> [OEFENDOEL]
Beantwoord deze vragen met behulp van het tekstfragment:
(a) Wie heeft op het artikel van de schrijver gereageerd?
(b) Uit welk Bijbelboek haalt Van der Staaij de tekst waarmee hij zijn keuze onderbouwt?
(c) Over wie ging de doctoraalscriptie van Van der Staaij?

::: TEKSTFRAGMENT

SGP-fractievoorzitter Kees van der Staaij heeft gereageerd
op het artikel waarin ik een kritische vraag stelde bij het besluit van zijn
partij om te blijven onderhandelen met partijen die tegelijkertijd de vrijheid
van onderwijs drastisch inperken. Die reactie siert hem. Het is altijd goed
wanneer een politiek leider de moed heeft keuzes en koerswijzigingen te
verantwoorden. Alleen is die verantwoording tot nog toe wat halfslachtig.
In een poging het dierbare begrip ‘fijngevoeligheid’ opnieuw
te definiëren herinnerde hij de lezers fijntjes aan mijn verleden vrijages met
het conservatisme (klaarblijkelijk in de hoop dat zij een serieus stuk dan niet
al te serieus zouden nemen) om daarna te concluderen dat ‘mijn politieke
positiekeus een andere is dan die van de SGP’. Dat hij mij (niet meer dan een
verweesde CHU’er) persoonlijk de maat neemt, laat ik aan hem. Als Van der
Staaij tegenwoordig veelvuldig van de vrijheid van godsdienst rept, herinner ik
hem toch ook niet aan zijn bewonderende doctoraalscriptie over de theocraat
Bilderdijk? Als de SGPJ zich van het conservatisme distantieert, herinner ik ze
toch ook niet aan de jaarrede van Van der Vlies waarin hij dat conservatisme
omhelsde? Maar Van der Staaij’s conclusie is in dit geval juist: ik kies een andere
politieke positie. Maar om een andere reden dan hij aangeeft.
Het hele betoog van Van der Staaij komt erop neer dat
doelmatigheid belangrijker is dan principes. Het is zoals een hoofdbestuurslid
van de SGP mij zaterdag mailde: ‘Er zijn nog hogere belangen dan we (als
SGP’ers) gewend zijn. Voorkomen van de chaos is ook een politiek doel.
Weliswaar hebben SGP’ers dat nooit hoog in het vaandel gehad, maar vandaag de
dag hoor je het bijna onbeschroomd gebruiken.’ Van der Staaij onderbouwt zijn doelmatige
keuze voor het ten koste van alles voorkomen van chaos met een verwijzing naar
een tekst uit Jeremia: ‘in de vrede van de stad zult gij vrede hebben’.
In de huidige situatie zeg ik: de keuze van de Tweede Kamer
om de vrijheid van onderwijs in te perken door het instellingen als
reformatorische scholen onmogelijk te maken homoseksuele leerkrachten te weren
of te ontslaan (en dus onvoorwaardelijke loyaliteit qua belijdenis en
levensstijl met de grondslag van die instellingen te eisen) is zo’n pijnlijke
belediging dat je daarna niet meer gewoon weer met die partijen aan tafel kunt
gaan zitten om ze aan een politieke meerderheid te helpen en zo hun politieke
leven te redden. Er zijn grenzen. En het is goed die op uitgelezen momenten
duidelijk te markeren. Wie dat niet doet, vergeet waarom christelijke politiek
is ontstaan, en doet afbreuk aan de geloofwaardigheid van die politiek.

::::::
::: GEGEVEN INFORMATIE

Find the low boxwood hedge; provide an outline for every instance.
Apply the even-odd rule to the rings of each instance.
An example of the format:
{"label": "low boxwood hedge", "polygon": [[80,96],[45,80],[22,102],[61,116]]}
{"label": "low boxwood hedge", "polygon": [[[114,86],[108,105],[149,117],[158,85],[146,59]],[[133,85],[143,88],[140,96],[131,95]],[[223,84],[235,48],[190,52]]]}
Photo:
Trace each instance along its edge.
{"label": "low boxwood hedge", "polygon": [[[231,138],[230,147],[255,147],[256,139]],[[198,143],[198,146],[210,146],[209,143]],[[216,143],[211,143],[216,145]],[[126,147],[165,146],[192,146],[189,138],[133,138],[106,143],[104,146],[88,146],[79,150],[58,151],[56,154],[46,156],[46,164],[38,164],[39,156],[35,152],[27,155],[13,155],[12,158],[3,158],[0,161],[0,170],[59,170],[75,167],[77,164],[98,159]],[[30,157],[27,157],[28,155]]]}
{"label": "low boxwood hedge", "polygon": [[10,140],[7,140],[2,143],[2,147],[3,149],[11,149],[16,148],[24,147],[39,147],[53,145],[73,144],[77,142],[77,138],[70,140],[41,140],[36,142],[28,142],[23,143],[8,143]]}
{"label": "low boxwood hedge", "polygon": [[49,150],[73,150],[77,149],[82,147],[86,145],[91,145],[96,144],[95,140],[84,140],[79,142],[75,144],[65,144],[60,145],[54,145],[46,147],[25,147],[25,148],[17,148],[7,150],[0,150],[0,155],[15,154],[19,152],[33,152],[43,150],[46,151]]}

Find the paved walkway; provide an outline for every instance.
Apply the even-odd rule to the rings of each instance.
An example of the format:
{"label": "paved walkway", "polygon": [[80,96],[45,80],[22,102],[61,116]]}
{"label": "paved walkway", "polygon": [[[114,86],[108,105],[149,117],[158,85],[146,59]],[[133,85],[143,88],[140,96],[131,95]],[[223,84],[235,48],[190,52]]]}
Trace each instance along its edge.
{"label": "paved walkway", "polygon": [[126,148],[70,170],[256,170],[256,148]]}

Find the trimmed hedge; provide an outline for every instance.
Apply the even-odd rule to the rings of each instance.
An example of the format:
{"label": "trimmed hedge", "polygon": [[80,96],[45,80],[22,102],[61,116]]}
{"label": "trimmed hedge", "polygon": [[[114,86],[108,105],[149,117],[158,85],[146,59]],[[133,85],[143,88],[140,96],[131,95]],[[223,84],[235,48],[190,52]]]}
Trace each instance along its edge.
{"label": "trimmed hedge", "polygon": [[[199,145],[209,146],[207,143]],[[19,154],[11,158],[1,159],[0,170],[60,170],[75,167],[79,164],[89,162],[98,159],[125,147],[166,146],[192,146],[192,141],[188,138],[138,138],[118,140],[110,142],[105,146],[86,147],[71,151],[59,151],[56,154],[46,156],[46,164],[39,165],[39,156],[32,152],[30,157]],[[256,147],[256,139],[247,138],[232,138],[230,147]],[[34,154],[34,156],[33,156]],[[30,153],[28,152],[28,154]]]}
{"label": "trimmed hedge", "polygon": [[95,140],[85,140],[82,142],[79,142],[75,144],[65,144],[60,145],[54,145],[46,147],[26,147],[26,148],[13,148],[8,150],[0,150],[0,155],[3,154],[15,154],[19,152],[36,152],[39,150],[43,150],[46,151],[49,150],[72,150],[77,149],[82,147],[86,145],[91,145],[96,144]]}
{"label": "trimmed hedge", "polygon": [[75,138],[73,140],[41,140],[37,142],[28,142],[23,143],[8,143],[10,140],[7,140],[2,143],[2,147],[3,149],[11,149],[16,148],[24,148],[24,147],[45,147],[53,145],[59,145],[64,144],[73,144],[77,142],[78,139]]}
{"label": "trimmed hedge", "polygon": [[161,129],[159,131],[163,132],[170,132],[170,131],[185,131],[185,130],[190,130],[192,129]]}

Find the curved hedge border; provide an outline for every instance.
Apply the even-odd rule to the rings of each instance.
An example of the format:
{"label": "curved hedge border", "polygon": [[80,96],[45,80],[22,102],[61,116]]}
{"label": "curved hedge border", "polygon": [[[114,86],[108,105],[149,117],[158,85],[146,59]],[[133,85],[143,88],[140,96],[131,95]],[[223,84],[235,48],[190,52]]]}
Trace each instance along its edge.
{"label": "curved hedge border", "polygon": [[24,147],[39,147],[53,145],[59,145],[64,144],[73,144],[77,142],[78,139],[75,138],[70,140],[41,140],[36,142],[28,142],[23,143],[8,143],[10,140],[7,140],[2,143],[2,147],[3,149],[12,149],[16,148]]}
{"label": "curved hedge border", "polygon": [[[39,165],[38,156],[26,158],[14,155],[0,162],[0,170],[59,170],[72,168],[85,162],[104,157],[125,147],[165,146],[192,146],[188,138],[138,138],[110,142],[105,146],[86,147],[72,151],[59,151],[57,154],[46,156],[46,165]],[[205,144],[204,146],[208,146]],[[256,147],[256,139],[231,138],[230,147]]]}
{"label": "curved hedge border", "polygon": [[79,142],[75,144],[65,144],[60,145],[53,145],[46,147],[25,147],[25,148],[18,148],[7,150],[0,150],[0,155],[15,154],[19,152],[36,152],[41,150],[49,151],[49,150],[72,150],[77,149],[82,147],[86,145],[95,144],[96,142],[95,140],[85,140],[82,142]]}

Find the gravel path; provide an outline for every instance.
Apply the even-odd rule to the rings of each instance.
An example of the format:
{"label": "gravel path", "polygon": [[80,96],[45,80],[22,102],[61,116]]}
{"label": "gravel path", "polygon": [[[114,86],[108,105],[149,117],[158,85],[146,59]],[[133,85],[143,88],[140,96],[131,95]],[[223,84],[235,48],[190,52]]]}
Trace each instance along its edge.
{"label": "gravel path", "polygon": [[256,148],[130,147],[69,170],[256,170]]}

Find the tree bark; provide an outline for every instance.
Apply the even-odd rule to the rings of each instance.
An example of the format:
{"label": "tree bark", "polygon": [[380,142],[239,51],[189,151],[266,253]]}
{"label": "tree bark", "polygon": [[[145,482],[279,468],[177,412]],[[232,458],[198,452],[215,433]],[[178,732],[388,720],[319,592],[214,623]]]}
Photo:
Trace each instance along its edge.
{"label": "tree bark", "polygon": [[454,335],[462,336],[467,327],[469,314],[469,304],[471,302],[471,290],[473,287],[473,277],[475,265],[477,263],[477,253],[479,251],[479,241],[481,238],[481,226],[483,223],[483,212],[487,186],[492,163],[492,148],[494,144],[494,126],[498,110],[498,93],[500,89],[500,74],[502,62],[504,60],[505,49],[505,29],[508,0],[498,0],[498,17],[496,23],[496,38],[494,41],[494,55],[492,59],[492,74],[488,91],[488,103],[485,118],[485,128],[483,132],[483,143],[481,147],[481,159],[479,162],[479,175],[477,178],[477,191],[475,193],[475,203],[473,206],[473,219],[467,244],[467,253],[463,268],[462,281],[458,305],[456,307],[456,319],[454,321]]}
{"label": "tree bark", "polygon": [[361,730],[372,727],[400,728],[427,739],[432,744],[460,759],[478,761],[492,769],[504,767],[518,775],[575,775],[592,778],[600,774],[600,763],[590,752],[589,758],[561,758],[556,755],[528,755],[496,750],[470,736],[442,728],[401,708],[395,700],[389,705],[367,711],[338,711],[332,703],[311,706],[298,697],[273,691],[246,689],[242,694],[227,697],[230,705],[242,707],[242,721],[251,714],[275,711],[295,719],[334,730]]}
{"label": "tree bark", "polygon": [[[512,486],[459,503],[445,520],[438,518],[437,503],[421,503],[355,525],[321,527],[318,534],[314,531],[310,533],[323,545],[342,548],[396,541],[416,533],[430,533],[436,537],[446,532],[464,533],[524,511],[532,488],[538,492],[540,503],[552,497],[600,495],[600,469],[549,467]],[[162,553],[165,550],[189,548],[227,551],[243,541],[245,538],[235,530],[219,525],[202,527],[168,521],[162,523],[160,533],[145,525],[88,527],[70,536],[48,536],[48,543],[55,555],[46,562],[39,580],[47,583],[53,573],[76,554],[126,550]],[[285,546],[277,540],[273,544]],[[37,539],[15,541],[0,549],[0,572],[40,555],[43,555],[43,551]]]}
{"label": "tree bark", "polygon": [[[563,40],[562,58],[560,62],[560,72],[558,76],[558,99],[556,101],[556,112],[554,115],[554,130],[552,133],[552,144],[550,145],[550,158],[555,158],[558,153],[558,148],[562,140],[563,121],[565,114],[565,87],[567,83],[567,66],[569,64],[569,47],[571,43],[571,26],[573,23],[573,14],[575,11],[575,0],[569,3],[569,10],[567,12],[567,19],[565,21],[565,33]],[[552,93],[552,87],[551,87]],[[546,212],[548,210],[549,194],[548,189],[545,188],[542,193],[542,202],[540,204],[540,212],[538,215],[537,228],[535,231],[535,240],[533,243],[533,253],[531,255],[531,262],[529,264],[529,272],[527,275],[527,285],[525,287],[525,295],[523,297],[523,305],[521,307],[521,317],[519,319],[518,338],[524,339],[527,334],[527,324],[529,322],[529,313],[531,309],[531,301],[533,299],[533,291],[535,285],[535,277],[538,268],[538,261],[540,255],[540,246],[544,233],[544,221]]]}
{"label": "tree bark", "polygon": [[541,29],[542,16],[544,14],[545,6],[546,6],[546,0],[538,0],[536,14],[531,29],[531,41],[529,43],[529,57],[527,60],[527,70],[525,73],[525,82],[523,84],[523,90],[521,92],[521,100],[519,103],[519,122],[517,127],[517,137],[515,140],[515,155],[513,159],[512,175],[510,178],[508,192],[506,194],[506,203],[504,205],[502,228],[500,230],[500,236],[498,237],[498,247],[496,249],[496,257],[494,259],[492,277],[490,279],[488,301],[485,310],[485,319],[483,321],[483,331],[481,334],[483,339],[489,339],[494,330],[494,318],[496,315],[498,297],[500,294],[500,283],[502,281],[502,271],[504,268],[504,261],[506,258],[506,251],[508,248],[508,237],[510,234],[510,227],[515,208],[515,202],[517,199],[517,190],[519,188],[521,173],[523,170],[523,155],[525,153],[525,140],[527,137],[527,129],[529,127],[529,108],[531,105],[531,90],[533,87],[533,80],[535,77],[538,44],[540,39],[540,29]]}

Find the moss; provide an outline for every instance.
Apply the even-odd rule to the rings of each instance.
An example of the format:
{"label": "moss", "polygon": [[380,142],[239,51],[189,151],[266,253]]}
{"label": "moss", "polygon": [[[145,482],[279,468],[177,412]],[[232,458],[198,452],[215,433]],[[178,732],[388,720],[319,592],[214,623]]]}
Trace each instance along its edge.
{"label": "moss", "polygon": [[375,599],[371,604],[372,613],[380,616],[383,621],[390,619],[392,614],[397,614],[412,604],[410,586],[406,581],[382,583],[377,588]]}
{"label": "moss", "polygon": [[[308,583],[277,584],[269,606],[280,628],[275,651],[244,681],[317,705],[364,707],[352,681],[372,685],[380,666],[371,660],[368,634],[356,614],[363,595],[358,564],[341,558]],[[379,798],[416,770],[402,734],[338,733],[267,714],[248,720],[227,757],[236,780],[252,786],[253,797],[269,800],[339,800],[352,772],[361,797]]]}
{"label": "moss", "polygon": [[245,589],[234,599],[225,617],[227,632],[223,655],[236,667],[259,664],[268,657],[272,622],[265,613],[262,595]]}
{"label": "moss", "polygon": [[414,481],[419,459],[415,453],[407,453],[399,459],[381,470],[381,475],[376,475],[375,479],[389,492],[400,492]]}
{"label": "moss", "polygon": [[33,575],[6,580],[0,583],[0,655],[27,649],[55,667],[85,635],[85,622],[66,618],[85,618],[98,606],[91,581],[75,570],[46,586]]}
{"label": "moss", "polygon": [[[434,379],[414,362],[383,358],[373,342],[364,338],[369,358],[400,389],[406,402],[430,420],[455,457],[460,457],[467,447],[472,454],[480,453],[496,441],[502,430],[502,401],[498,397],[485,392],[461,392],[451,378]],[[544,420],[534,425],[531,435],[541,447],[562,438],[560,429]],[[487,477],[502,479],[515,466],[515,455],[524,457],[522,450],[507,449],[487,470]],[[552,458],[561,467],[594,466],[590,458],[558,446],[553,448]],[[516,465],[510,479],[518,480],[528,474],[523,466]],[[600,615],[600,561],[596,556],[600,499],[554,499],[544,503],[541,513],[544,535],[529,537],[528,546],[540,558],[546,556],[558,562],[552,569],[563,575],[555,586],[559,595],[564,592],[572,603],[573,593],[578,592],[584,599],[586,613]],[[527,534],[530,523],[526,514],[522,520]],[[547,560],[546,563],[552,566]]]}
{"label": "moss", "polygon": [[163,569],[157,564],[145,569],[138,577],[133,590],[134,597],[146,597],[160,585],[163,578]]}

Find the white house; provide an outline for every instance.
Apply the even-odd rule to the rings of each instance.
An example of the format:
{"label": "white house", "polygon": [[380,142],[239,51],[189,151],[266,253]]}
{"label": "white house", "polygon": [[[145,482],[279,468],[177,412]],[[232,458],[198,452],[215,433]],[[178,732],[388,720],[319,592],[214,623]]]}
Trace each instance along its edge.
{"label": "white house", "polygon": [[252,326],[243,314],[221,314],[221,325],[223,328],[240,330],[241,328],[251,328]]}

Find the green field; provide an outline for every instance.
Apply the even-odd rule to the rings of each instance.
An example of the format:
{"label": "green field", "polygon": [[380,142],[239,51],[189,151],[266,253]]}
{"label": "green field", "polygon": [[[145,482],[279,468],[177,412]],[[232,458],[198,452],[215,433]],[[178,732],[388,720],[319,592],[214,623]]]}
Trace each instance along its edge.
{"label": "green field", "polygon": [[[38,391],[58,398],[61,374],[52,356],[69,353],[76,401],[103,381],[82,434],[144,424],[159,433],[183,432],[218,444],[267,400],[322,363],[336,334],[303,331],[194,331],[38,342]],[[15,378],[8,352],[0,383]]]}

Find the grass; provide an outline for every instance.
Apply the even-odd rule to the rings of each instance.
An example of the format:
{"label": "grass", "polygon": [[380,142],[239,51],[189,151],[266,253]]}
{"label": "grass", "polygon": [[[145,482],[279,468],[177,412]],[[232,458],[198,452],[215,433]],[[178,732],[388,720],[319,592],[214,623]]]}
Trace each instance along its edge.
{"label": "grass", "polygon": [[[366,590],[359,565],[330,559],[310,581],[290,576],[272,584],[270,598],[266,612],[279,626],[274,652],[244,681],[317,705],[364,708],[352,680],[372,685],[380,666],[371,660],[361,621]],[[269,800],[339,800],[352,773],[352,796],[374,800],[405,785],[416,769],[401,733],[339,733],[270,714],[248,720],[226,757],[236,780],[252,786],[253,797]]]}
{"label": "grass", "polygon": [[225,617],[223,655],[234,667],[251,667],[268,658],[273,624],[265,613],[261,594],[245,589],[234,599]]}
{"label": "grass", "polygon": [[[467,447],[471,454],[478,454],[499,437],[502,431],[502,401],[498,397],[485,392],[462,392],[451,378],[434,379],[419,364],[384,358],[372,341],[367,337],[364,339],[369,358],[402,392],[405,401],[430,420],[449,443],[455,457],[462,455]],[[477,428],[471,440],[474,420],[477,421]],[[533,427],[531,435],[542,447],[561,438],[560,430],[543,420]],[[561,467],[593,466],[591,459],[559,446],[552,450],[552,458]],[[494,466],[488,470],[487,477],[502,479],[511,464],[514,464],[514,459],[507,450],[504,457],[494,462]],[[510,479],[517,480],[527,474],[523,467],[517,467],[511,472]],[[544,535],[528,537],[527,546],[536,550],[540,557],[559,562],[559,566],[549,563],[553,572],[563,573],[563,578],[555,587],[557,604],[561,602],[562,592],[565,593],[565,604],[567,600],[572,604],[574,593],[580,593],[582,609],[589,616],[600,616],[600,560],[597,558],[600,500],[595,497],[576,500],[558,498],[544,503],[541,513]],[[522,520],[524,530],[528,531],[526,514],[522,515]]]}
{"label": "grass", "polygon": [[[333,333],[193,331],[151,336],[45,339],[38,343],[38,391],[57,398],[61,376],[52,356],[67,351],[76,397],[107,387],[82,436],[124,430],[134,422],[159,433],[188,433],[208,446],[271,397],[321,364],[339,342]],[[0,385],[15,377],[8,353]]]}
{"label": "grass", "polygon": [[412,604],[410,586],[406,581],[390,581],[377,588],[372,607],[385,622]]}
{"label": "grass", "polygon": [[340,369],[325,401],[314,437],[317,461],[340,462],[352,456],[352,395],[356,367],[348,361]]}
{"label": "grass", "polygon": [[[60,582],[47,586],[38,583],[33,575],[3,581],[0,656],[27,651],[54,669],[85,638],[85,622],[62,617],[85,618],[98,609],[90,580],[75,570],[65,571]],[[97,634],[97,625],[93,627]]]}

::::::

> [VOLLEDIG ANTWOORD]
(a) SGP-fractievoorzitter Kees van der Staaij.
(b) Uit Jeremia: "in de vrede van de stad zult gij vrede hebben".
(c) Over de theocraat Bilderdijk.